* _DOCUMENT EXTRACT_:
################

The main datasets come from the AndroidManifest.xml file and the APIs used from the Android SDK in the dex file. Once the essential information gathering is done, the datasets are ranked, weighed, and sorted, and then mapped with existing research datasets to give a prediction of the most likely used API’s in the APK file. This is beneficial as it tends to give a fairly confident profile of the potential behaviour that could be displayed by the APK sample in question. Thus we get an individual list of extracted per sample views of the analysis parameters and finally a batch wise or complete dataset wise permission and API frequencies.
This histogram then gives us the trends in a particular sample set. The larger the sample set the better, for obvious statistical reasons. Further, internally a score is mapped for each APK file which is then used for the final suspiciousness index, and if a threshold is crossed, it would signify a malicious numeric. Much of the reporting framework has been done in a minimal manner to function more like an interactive dashboard.
So this article will describe the concepts and methodologies I have used for the tool design and the coding approach I have taken using C#. So this is more of an expose of the approach rather than the implementation, for that the source code is available. The current code base has around 5000 LOC. Without further ado, let’s proceed.

################

* _PROBLEMS TO SOLVE_:
• A. Set down the passage of the APK analysis excerpt from "This histogram then" up to and including "ado, let’s proceed.", word for word.
• B. Answer yes or no to whether each statement agrees with the APK analysis excerpt, and quote the deciding words of the excerpt exactly: (i) the tool was coded in C#; (ii) the current code base has around 10,000 lines of code; (iii) the article focuses more on the implementation than on the approach.

################

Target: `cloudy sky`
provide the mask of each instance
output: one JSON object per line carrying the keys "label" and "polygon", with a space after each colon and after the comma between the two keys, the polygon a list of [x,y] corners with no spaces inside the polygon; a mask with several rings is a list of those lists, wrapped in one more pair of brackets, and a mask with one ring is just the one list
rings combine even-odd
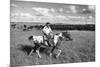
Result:
{"label": "cloudy sky", "polygon": [[[57,4],[34,1],[11,1],[11,22],[67,22],[92,20],[93,5]],[[93,22],[92,22],[93,23]]]}

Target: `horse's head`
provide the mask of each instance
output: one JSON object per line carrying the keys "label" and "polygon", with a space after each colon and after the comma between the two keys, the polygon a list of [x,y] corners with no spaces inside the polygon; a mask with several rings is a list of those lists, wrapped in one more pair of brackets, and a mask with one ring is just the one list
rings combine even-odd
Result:
{"label": "horse's head", "polygon": [[28,40],[33,40],[33,36],[29,36],[28,37]]}
{"label": "horse's head", "polygon": [[56,34],[61,40],[63,40],[65,37],[63,36],[63,34],[62,33],[57,33]]}
{"label": "horse's head", "polygon": [[72,41],[72,37],[68,32],[62,32],[62,35],[64,36],[66,41]]}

################

* _SOLVED PROBLEMS_:
• A.
This histogram then gives us the trends in a particular sample set. The larger the sample set the better, for obvious statistical reasons. Further, internally a score is mapped for each APK file which is then used for the final suspiciousness index, and if a threshold is crossed, it would signify a malicious numeric. Much of the reporting framework has been done in a minimal manner to function more like an interactive dashboard.
So this article will describe the concepts and methodologies I have used for the tool design and the coding approach I have taken using C#. So this is more of an expose of the approach rather than the implementation, for that the source code is available. The current code base has around 5000 LOC. Without further ado, let’s proceed.

• B.
(i) Yes: "the coding approach I have taken using C#"
(ii) No: "The current code base has around 5000 LOC."
(iii) No: "this is more of an expose of the approach rather than the implementation"